**Given records:**

━━━━━━━━━━━━━━━━━━━━━━━━━━━━━━

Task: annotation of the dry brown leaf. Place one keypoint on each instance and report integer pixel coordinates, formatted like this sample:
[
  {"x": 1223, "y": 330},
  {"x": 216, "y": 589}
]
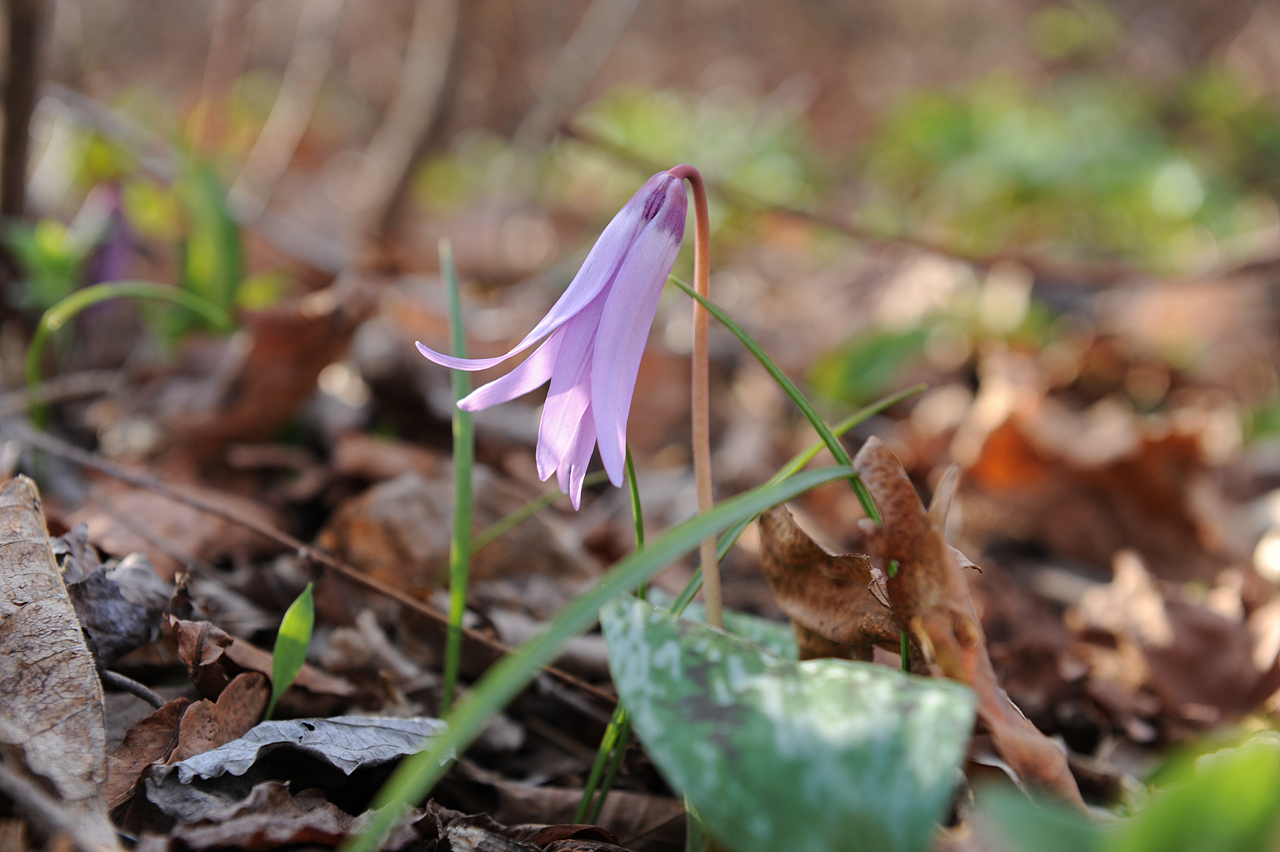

━━━━━━━━━━━━━━━━━━━━━━━━━━━━━━

**Exercise instructions:**
Please return the entries above exactly as they appear, but without the pictures.

**Output for this task:**
Task: annotation of the dry brown leaf. Place one keypoint on each instance and report integer pixel coordinates, formatted like this sample:
[
  {"x": 1223, "y": 330},
  {"x": 216, "y": 589}
]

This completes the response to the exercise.